■ Selected passage ■
Backbone (2023)

Acrylic on 14oz canvas, 1200x1500mm.
Available here.

Originally produced for Backbone, Tavola’s 2023 solo exhibition informed by what is commonly known as Lapita Pottery, a ceramic tradition that maps human migration and settlement across the Oceania region from as early as 1500 BCE. In this painted study, the central form is a silhouette of an imagined, fully-formed ceramic vessel from the Lapita era rendered in a palette of pink and purple hues. The surrounding linear marks reference the dots and dashes found commonly in the decorative patterning of Lapita era ceramics, and the outlines of spinal vertebra.

Install view, Backbone at Vunilagi Vou, May 2023

Through her visual research in Backbone, Tavola started to see the markings of Lapita era ceramics as the DNA for not only visual culture, motifs and forms still used in contemporary Oceania, but as a new timeline of indigenous knowledge and resilience that re-contextualises the timeframe and cultural impact of European colonialism in the region.

■ Directions for this task ■
Please repeat the part of the painting description starting with "Through her visual" and going on through "in the region.". Use only the painting description to work from.

Items from a dataset
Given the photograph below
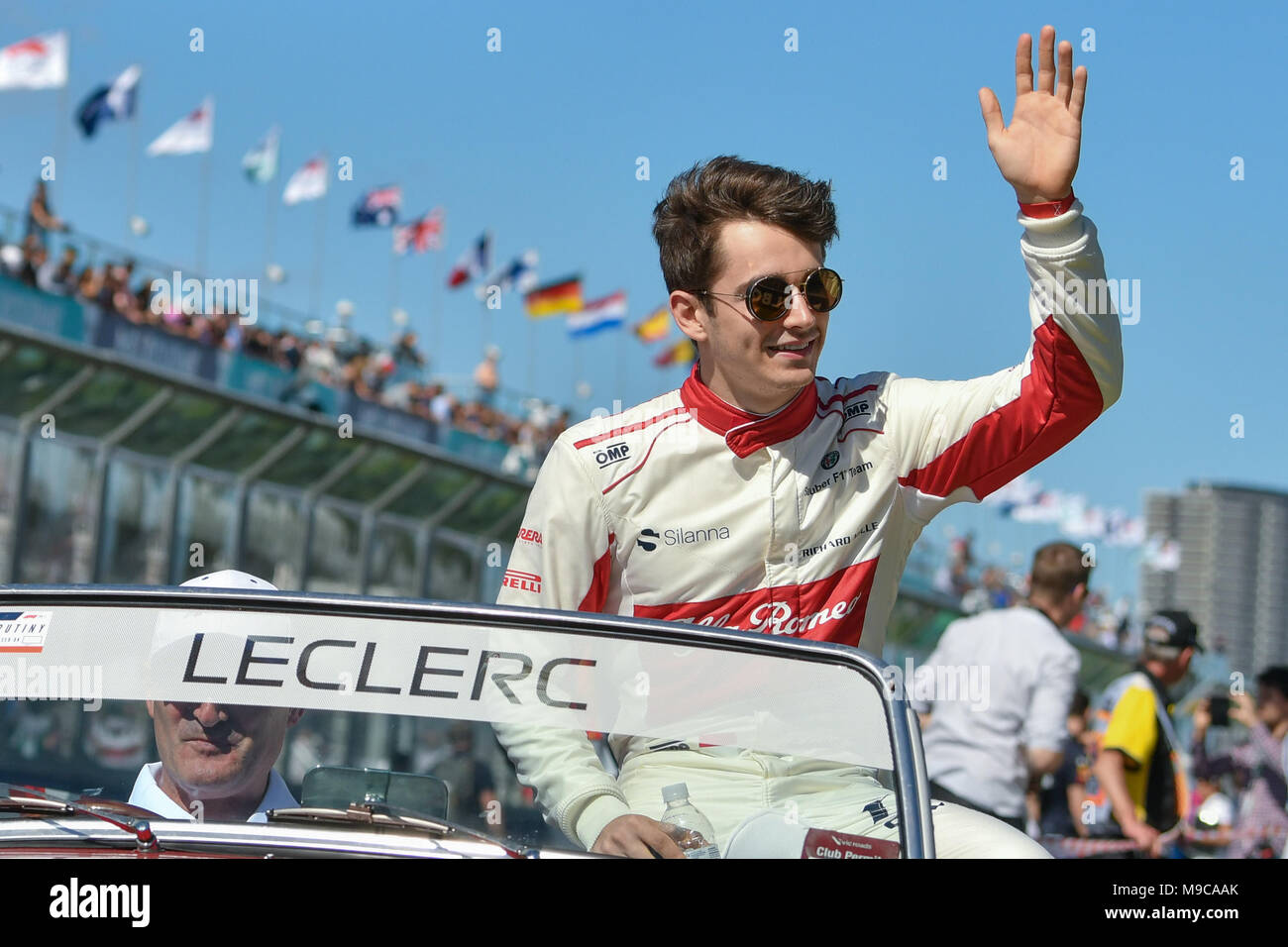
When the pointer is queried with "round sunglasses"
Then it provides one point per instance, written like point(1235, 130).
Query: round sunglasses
point(768, 298)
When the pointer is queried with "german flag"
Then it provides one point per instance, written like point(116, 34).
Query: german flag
point(656, 328)
point(554, 298)
point(682, 354)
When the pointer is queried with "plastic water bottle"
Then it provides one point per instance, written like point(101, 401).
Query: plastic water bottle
point(697, 839)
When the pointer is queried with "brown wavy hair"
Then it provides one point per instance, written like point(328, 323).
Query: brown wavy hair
point(687, 221)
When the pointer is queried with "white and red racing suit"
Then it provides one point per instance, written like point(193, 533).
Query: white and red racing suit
point(797, 523)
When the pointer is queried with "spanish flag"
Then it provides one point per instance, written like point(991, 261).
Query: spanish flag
point(682, 354)
point(554, 298)
point(656, 328)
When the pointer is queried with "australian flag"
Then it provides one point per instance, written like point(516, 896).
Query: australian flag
point(115, 101)
point(378, 208)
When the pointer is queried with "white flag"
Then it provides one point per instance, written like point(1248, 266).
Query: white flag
point(191, 134)
point(39, 62)
point(308, 183)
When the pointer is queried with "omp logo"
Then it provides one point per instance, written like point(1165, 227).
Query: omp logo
point(523, 581)
point(73, 899)
point(612, 454)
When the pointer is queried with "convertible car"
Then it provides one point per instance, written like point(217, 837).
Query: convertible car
point(162, 722)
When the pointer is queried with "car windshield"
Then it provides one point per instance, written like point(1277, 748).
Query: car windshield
point(219, 706)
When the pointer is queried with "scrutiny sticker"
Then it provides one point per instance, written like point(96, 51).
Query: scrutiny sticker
point(24, 633)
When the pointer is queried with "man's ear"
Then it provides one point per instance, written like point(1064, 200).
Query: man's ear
point(690, 315)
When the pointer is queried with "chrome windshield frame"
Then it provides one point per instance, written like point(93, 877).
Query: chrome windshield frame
point(911, 783)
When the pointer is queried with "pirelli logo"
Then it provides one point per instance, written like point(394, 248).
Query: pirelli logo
point(523, 581)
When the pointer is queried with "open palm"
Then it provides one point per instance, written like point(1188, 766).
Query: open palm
point(1038, 151)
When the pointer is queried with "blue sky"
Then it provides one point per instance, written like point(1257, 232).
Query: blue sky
point(539, 144)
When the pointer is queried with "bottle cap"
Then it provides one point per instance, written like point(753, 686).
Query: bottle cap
point(674, 792)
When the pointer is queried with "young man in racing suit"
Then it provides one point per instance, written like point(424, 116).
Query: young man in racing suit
point(759, 496)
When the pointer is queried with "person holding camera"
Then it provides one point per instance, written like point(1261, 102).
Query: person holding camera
point(1138, 781)
point(1260, 761)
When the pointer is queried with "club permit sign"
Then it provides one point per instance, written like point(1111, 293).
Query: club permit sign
point(24, 633)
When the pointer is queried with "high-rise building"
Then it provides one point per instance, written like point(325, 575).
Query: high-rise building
point(1233, 571)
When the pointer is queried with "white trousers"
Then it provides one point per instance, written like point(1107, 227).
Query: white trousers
point(816, 793)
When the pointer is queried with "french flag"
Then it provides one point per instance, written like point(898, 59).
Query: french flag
point(473, 263)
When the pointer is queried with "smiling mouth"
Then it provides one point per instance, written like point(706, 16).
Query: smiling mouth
point(797, 348)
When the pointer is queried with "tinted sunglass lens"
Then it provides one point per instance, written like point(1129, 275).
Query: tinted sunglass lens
point(768, 298)
point(823, 290)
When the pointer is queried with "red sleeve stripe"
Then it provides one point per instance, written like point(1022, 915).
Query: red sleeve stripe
point(597, 592)
point(647, 454)
point(1057, 399)
point(629, 428)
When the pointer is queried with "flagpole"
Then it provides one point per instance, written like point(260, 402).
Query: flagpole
point(132, 170)
point(320, 237)
point(204, 213)
point(269, 222)
point(436, 295)
point(621, 365)
point(393, 281)
point(59, 131)
point(576, 368)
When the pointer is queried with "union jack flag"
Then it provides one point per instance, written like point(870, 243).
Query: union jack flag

■ Answer to this task ■
Through her visual research in Backbone, Tavola started to see the markings of Lapita era ceramics as the DNA for not only visual culture, motifs and forms still used in contemporary Oceania, but as a new timeline of indigenous knowledge and resilience that re-contextualises the timeframe and cultural impact of European colonialism in the region.